(Excerpts from a pointing dataset)
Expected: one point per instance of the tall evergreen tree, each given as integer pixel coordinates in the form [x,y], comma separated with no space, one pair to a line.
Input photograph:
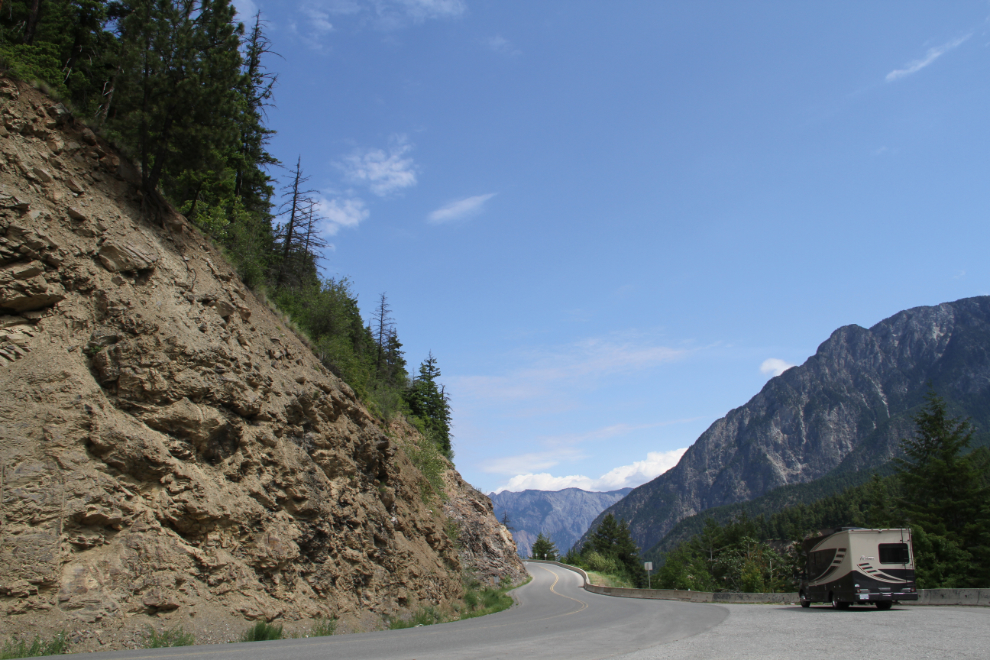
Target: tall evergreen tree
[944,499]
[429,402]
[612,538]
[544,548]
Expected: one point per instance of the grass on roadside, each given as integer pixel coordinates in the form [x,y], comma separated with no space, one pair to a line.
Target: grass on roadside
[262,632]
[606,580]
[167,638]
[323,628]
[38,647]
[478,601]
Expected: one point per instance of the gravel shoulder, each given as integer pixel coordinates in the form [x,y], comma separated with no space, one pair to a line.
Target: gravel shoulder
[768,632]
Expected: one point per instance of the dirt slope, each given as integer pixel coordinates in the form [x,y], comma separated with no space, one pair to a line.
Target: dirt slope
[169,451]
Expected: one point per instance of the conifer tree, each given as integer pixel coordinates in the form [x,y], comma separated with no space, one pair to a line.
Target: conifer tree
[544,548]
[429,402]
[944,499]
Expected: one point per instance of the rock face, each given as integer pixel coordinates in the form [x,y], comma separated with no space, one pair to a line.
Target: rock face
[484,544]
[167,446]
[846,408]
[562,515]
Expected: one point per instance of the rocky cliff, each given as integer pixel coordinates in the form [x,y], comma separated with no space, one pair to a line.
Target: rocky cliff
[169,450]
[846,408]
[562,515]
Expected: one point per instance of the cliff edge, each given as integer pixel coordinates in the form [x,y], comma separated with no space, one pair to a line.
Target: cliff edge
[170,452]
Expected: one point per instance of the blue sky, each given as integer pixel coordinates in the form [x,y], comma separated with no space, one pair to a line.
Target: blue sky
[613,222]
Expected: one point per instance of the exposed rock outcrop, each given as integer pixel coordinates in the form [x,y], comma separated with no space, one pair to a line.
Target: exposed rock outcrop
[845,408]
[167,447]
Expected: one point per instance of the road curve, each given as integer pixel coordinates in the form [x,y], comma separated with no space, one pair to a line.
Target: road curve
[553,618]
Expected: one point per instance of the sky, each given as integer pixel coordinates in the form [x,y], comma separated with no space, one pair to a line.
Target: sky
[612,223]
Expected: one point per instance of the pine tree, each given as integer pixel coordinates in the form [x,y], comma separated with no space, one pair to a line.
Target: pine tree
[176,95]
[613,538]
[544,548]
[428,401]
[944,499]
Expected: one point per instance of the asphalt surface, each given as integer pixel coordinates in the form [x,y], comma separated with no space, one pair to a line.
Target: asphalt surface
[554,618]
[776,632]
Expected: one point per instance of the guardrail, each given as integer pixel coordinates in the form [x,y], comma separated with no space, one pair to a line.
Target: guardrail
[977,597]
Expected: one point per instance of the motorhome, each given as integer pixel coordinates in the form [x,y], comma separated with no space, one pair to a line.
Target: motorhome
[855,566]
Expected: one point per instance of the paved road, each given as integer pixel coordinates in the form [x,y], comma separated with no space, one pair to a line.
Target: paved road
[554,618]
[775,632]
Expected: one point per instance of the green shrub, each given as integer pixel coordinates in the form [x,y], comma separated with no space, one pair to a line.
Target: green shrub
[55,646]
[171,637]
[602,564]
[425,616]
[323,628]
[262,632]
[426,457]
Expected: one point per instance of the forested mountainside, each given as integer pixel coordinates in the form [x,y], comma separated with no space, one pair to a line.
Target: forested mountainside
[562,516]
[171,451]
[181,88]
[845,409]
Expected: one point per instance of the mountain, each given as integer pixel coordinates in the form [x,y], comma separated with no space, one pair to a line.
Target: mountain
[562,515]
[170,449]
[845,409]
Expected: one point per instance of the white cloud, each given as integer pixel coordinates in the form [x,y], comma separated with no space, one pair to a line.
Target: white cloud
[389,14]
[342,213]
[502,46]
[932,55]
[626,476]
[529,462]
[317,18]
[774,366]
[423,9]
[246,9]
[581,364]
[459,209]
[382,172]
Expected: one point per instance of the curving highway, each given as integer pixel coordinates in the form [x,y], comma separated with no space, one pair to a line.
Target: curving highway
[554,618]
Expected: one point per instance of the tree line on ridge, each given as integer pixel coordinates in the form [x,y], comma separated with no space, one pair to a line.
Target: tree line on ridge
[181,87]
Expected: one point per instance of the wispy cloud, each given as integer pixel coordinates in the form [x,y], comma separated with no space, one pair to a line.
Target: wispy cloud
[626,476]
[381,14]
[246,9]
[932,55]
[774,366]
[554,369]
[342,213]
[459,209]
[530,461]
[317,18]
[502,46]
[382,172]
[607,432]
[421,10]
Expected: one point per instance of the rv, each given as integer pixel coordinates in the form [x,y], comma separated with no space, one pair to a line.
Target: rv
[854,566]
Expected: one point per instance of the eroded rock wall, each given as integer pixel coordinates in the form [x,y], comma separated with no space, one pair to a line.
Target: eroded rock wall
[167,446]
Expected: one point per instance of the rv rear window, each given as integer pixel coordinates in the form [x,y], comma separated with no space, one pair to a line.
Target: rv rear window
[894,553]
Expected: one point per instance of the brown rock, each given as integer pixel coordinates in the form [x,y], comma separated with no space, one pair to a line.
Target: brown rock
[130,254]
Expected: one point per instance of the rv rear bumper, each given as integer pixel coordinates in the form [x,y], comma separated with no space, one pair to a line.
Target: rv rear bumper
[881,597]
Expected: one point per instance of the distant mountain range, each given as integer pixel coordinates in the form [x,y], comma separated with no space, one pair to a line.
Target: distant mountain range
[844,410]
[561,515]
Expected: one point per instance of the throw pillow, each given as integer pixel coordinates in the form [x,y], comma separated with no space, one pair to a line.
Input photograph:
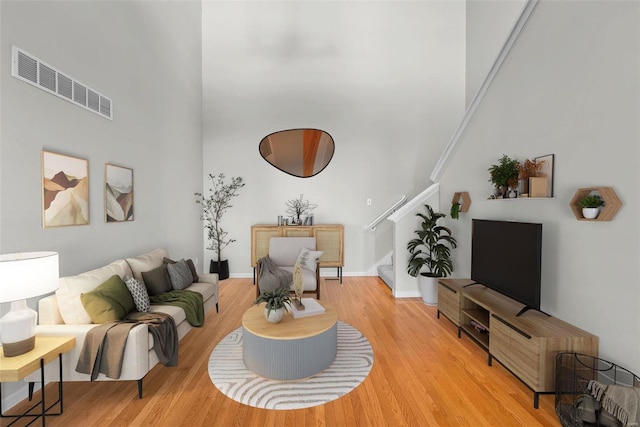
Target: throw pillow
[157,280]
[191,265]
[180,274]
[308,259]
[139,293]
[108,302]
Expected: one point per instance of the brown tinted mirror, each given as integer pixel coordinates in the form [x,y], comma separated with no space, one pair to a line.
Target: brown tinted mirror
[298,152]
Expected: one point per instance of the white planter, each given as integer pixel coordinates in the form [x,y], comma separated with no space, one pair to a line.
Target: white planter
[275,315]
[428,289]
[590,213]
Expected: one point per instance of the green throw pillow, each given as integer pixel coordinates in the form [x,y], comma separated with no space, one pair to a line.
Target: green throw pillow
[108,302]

* * *

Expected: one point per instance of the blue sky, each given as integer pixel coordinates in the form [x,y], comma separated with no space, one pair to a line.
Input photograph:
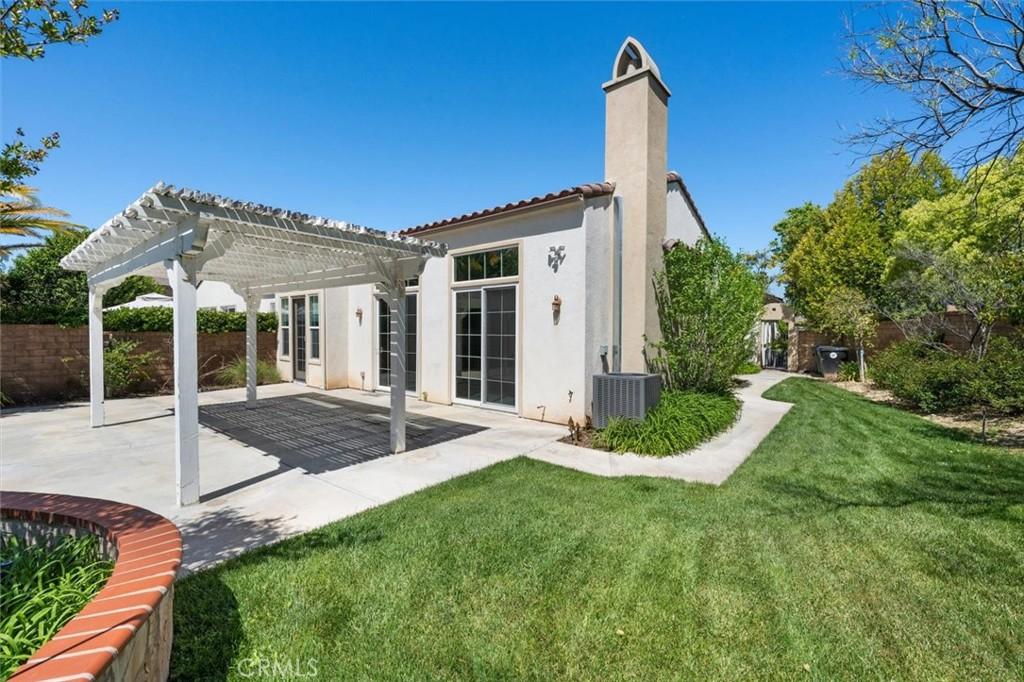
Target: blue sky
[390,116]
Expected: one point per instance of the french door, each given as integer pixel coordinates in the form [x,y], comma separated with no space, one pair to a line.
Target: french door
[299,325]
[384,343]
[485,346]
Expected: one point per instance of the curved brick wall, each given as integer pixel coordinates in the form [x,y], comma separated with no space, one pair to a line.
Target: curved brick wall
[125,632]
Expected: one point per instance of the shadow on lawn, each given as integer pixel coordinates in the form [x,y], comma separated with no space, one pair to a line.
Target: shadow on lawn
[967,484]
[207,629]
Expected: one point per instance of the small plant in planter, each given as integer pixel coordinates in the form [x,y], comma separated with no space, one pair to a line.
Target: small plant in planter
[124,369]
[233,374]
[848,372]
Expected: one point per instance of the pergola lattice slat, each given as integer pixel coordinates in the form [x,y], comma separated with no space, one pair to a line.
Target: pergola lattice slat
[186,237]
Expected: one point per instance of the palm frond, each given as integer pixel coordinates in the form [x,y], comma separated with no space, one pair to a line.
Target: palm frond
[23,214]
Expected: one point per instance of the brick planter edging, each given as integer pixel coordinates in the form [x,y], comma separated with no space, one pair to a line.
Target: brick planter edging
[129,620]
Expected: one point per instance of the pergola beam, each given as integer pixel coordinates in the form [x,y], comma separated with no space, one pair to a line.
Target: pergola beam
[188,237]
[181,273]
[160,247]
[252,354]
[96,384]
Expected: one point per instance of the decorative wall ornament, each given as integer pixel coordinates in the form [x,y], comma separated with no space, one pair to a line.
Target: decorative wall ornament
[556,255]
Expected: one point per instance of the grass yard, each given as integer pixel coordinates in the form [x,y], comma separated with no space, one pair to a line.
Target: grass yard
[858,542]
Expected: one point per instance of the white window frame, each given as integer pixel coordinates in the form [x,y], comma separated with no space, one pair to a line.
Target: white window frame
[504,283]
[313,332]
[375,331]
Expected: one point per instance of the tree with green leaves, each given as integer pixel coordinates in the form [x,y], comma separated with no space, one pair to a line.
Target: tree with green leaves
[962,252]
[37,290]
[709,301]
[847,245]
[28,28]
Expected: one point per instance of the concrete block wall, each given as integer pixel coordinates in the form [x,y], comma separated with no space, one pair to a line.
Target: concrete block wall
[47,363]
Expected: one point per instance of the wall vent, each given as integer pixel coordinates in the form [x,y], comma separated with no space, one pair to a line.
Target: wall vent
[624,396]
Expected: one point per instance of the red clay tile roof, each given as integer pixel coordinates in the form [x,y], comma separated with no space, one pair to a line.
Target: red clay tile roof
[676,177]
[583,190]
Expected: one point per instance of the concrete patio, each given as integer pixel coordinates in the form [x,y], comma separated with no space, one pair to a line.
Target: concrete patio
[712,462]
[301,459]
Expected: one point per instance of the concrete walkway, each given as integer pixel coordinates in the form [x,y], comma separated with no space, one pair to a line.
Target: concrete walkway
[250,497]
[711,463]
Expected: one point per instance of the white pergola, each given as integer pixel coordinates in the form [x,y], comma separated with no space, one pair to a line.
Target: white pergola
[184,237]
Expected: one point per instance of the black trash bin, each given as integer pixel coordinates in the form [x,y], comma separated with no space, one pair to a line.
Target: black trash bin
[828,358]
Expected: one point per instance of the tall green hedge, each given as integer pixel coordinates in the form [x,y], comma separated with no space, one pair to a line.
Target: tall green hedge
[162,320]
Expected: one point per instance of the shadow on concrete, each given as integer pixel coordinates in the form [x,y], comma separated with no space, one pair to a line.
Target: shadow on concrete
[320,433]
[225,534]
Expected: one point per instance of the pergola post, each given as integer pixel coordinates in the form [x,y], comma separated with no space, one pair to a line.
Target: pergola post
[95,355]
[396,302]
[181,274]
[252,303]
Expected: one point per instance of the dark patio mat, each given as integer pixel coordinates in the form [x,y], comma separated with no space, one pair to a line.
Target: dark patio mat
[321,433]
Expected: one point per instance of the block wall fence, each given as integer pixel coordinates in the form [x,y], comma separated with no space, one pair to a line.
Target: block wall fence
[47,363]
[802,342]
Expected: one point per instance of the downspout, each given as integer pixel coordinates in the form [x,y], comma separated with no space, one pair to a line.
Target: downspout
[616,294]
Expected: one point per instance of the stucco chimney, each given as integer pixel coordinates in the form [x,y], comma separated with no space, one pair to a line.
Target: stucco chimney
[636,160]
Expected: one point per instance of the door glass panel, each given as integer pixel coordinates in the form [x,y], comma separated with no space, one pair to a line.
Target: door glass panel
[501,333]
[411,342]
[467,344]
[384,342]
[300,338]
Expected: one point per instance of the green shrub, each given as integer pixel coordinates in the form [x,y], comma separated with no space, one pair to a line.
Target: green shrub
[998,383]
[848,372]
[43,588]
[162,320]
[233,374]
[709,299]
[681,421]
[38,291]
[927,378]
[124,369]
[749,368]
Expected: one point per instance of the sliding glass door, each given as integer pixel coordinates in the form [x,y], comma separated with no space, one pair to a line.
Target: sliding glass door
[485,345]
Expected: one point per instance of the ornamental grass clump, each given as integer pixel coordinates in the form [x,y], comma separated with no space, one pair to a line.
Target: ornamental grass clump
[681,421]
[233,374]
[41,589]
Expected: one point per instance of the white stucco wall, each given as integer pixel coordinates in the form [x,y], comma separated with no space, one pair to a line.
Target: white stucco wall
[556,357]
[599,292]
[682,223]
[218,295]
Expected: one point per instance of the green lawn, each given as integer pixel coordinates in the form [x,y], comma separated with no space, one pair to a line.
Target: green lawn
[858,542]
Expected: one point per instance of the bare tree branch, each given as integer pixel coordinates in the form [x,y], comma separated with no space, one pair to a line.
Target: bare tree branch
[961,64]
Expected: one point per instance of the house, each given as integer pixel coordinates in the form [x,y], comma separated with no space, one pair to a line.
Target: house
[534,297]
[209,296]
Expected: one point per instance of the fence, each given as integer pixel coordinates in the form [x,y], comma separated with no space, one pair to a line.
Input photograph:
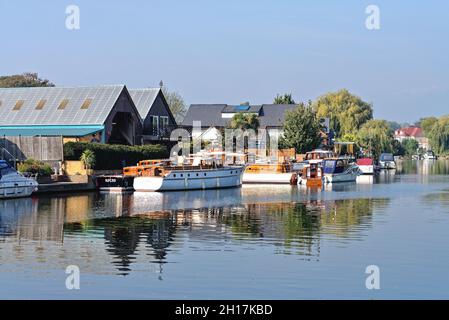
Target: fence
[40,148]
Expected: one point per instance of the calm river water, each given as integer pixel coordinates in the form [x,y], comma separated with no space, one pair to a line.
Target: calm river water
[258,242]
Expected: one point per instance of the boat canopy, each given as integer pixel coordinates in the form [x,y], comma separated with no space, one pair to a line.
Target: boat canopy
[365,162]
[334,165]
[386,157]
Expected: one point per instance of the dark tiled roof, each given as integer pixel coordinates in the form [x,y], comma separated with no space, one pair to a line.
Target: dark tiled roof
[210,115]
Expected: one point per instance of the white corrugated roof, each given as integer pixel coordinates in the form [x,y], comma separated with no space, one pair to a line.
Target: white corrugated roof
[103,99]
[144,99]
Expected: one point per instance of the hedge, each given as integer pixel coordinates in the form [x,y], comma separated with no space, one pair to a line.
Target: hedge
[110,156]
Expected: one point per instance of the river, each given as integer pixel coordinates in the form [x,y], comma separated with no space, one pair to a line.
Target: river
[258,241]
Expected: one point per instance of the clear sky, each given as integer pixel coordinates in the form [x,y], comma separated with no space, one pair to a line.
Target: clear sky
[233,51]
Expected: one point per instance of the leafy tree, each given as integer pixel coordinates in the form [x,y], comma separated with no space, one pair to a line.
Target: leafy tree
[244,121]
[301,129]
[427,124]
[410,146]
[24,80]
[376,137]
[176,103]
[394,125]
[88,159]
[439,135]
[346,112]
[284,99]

---

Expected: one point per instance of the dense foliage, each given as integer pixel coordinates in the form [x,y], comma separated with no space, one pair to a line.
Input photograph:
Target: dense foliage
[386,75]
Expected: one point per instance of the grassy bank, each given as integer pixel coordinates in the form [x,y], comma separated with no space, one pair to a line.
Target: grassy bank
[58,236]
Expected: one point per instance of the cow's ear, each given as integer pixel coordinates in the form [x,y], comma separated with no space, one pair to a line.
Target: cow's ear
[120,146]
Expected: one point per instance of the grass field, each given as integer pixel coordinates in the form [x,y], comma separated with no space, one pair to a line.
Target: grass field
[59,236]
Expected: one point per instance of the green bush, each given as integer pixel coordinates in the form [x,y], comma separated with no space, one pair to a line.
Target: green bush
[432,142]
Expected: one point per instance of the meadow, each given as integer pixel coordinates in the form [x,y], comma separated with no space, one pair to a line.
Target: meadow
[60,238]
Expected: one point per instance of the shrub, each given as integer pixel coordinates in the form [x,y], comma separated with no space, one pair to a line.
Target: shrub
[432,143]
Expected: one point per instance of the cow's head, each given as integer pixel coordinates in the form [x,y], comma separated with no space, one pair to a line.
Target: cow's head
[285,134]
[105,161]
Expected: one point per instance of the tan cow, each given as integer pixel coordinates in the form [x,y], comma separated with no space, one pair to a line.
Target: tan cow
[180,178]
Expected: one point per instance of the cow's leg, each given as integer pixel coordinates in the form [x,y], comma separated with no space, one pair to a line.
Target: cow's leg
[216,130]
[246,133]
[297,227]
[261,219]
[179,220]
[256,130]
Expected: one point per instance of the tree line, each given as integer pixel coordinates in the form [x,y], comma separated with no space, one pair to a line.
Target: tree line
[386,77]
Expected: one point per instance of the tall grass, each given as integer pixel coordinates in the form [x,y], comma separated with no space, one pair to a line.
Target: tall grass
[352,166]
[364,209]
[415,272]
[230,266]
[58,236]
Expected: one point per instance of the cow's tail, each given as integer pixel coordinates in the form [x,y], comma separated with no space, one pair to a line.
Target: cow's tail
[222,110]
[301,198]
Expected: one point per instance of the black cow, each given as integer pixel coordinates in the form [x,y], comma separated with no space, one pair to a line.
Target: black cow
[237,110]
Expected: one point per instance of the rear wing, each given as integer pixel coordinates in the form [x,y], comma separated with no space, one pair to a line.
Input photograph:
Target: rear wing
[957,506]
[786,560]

* _Exercise_
Pull out every line of the records above that includes the word "ornamental", and copy each one unchanged.

* _Answer for this exercise_
Expected: one point per instance of the ornamental grass clump, each given as integer pixel coordinates in the form [x,y], comma separated with no space, one pair to a line.
Target: ornamental grass clump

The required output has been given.